_WHAT TO PRODUCE:_
In the records below, return word for word everything from the line containing "Task: tag every instance of the man's right" down to the line containing "pixel 364 156", including both of those lines.

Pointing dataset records
::::

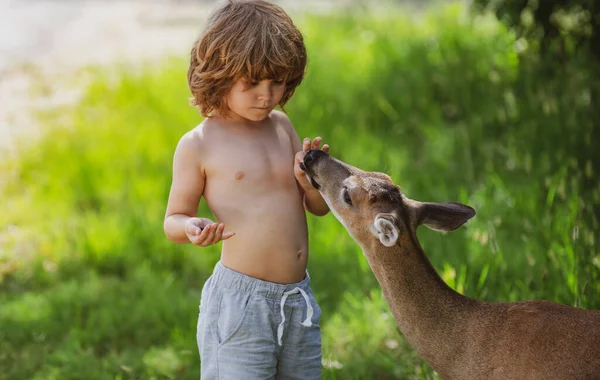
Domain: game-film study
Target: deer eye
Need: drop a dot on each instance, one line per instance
(346, 196)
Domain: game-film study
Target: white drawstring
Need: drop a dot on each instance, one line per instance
(307, 322)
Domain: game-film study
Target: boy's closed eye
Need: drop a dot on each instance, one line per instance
(275, 81)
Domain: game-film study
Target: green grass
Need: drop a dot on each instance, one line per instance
(91, 289)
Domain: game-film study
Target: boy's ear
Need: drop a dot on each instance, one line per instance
(444, 216)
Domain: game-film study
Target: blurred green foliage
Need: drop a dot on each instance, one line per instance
(448, 104)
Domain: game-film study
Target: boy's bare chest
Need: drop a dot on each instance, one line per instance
(264, 158)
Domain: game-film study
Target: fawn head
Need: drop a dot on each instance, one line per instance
(371, 206)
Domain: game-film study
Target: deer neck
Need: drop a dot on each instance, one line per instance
(429, 313)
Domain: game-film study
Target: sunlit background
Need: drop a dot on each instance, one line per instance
(488, 102)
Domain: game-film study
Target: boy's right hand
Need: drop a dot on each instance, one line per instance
(203, 232)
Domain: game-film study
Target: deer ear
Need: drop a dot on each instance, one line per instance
(444, 216)
(385, 229)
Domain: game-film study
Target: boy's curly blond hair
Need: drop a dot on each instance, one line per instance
(249, 39)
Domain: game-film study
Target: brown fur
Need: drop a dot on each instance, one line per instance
(461, 338)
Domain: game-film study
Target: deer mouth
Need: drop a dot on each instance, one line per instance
(310, 178)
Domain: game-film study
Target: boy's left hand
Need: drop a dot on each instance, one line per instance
(306, 146)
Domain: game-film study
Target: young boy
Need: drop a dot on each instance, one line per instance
(258, 316)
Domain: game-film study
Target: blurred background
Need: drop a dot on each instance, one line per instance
(493, 103)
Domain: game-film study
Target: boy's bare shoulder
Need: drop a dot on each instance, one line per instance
(193, 141)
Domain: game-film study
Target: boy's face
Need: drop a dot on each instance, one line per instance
(254, 101)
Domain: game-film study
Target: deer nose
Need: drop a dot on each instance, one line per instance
(313, 155)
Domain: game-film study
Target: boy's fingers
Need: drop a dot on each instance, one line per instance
(306, 144)
(227, 235)
(211, 233)
(218, 233)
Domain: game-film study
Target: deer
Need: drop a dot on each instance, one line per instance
(458, 336)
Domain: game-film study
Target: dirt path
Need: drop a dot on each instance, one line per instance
(45, 44)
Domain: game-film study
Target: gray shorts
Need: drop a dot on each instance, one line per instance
(254, 329)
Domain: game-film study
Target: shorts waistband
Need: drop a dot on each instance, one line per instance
(241, 282)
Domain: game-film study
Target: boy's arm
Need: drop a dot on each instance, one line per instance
(181, 224)
(313, 201)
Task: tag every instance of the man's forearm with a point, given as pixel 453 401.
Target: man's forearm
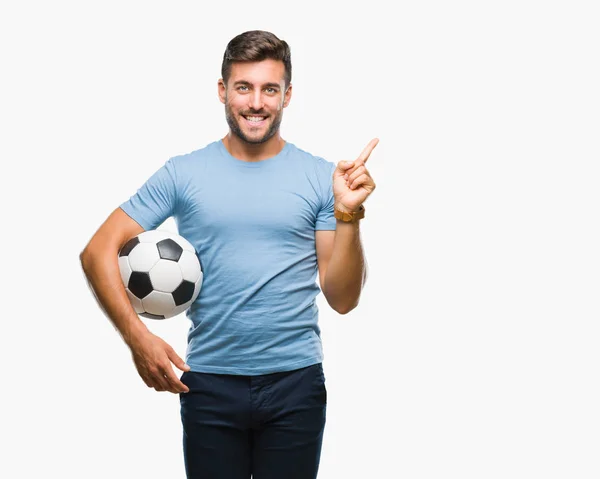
pixel 105 282
pixel 346 271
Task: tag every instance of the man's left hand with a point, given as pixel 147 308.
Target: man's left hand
pixel 352 182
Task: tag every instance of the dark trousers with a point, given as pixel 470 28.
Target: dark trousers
pixel 269 426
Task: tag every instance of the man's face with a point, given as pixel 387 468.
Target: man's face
pixel 254 99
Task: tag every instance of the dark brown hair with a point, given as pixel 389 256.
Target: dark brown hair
pixel 256 46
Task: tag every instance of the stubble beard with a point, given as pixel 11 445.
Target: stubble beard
pixel 236 129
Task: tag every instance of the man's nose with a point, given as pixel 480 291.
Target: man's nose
pixel 256 100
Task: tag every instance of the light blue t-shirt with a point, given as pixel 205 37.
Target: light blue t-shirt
pixel 253 226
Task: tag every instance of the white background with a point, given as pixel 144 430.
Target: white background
pixel 475 350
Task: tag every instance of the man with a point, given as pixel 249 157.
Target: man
pixel 264 217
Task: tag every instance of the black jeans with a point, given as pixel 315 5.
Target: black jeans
pixel 269 426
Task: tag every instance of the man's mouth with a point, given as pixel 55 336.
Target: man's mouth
pixel 255 120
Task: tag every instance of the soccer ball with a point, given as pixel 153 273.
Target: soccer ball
pixel 161 273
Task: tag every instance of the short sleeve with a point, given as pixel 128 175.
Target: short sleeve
pixel 156 200
pixel 325 218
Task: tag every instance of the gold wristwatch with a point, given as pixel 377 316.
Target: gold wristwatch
pixel 351 217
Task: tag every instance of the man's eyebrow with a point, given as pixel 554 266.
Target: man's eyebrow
pixel 269 84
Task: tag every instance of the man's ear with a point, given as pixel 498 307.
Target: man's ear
pixel 288 96
pixel 221 90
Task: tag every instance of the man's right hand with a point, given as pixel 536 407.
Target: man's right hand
pixel 153 357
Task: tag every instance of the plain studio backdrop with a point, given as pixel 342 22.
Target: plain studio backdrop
pixel 474 351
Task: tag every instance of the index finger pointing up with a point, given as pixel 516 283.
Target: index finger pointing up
pixel 364 156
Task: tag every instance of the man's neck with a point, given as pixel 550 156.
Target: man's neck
pixel 253 152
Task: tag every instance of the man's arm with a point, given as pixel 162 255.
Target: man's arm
pixel 341 260
pixel 342 266
pixel 99 260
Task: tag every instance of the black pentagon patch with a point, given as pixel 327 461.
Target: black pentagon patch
pixel 168 249
pixel 183 293
pixel 127 247
pixel 140 284
pixel 152 316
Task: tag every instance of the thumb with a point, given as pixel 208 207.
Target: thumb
pixel 342 166
pixel 177 361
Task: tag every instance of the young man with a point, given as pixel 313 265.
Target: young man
pixel 264 217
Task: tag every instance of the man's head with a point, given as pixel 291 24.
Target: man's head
pixel 255 84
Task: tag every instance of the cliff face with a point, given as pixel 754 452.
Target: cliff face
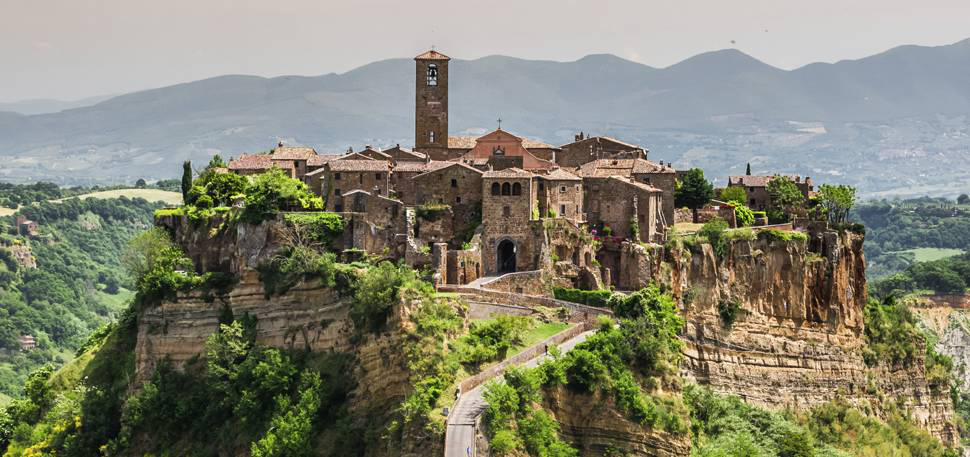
pixel 593 424
pixel 798 334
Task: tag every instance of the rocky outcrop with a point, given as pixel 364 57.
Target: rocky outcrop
pixel 593 424
pixel 797 330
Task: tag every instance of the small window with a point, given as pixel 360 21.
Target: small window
pixel 432 75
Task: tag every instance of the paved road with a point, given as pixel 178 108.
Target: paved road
pixel 460 435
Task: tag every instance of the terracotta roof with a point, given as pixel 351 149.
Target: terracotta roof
pixel 449 164
pixel 251 162
pixel 432 55
pixel 620 167
pixel 358 165
pixel 461 142
pixel 560 175
pixel 508 173
pixel 293 153
pixel 639 185
pixel 319 161
pixel 754 181
pixel 420 167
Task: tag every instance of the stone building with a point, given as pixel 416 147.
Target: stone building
pixel 454 184
pixel 431 105
pixel 341 176
pixel 560 194
pixel 587 149
pixel 756 187
pixel 508 206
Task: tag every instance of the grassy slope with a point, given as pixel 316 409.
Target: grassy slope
pixel 152 195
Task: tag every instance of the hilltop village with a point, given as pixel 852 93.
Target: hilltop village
pixel 479 206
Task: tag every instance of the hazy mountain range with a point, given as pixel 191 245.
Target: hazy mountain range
pixel 892 123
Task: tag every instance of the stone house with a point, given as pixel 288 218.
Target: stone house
pixel 402 178
pixel 341 176
pixel 560 194
pixel 587 149
pixel 454 184
pixel 756 188
pixel 508 207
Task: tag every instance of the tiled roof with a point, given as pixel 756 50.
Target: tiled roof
pixel 449 164
pixel 358 165
pixel 639 185
pixel 432 55
pixel 251 162
pixel 420 167
pixel 461 141
pixel 620 167
pixel 508 173
pixel 293 153
pixel 560 175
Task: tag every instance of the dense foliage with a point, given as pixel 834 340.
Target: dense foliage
pixel 78 286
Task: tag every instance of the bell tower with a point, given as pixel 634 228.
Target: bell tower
pixel 431 104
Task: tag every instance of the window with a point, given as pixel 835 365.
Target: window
pixel 432 75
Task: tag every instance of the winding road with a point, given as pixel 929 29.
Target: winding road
pixel 460 434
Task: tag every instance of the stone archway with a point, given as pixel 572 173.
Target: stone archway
pixel 506 257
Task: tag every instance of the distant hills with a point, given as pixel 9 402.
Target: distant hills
pixel 893 124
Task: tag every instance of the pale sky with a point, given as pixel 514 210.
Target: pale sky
pixel 69 49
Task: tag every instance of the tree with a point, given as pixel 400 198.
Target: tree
pixel 785 195
pixel 734 194
pixel 186 179
pixel 694 191
pixel 837 201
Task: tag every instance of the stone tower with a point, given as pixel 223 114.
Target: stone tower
pixel 431 104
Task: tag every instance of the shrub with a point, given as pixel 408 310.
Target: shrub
pixel 772 235
pixel 274 191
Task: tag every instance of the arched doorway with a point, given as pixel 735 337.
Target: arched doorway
pixel 506 257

::::

_WRITTEN RESPONSE:_
Task: tag every instance of the man's right hand with a point, given as pixel 536 407.
Target: man's right hand
pixel 153 357
Task: tag every instance of the plain studio backdrop with a point, given as pixel 342 22.
Target: plain studio backdrop
pixel 474 351
Task: tag every instance of the index finger pointing up with a point, given as pixel 516 283.
Target: index finger pointing up
pixel 364 156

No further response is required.